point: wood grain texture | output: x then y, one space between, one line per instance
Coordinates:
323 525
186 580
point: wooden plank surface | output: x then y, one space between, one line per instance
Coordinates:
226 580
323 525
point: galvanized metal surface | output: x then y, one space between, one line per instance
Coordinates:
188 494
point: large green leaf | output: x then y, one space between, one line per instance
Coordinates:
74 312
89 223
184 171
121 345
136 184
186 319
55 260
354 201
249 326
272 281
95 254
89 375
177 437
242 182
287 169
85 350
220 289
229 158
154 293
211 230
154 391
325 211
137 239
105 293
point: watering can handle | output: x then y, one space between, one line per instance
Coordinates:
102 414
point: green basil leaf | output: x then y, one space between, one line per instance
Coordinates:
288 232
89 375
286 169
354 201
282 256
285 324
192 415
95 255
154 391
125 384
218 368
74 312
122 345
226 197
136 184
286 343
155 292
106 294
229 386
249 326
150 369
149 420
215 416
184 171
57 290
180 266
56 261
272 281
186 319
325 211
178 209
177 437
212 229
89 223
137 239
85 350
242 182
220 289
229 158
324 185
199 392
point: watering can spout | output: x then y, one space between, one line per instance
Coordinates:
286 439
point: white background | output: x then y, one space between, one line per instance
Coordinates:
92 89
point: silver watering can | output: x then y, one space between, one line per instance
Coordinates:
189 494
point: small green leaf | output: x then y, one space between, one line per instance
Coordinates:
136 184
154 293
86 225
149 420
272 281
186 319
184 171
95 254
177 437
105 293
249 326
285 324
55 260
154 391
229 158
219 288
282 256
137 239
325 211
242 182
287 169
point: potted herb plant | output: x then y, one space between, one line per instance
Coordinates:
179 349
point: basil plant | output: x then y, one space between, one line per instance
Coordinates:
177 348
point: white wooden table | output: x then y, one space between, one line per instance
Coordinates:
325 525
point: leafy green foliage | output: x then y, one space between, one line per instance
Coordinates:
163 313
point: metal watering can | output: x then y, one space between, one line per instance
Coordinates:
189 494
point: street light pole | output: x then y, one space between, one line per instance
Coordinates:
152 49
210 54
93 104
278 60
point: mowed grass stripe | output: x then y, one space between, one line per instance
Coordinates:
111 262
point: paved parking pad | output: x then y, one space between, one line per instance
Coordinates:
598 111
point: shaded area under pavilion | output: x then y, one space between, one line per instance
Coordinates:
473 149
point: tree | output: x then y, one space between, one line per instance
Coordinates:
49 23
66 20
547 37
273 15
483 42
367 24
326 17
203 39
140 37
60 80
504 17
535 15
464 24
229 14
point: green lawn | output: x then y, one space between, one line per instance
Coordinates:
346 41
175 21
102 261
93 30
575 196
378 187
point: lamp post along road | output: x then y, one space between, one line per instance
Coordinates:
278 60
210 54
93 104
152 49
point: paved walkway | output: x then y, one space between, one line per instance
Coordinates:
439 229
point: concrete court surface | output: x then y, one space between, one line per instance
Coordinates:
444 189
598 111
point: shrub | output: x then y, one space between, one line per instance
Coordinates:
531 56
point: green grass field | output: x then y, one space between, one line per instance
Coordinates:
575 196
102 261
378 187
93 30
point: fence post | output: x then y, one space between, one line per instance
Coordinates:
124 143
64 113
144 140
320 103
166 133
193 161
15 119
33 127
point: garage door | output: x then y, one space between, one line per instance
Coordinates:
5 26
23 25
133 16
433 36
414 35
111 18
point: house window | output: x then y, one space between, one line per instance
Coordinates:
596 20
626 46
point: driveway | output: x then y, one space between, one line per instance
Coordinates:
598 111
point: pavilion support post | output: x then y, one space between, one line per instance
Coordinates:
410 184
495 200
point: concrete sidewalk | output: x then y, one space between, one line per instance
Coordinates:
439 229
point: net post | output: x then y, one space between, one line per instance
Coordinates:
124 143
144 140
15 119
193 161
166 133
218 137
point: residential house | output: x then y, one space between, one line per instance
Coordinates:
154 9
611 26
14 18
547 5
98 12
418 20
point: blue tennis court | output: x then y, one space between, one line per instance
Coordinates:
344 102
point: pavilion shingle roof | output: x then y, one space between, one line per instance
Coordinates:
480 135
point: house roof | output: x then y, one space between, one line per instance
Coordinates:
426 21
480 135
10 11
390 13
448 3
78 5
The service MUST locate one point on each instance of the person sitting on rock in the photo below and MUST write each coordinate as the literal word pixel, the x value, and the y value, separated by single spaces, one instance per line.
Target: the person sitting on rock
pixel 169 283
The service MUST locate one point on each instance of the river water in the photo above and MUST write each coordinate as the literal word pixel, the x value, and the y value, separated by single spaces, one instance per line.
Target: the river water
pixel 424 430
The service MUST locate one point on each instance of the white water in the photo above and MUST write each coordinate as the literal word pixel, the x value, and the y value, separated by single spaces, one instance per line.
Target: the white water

■ To do
Wherever the word "paved" appears in the listing above, copy that line.

■ Solution below
point: paved parking pad | output: x then y, one space between, one line per instance
point: paved walkway | output: x then y, one space between, one line per instance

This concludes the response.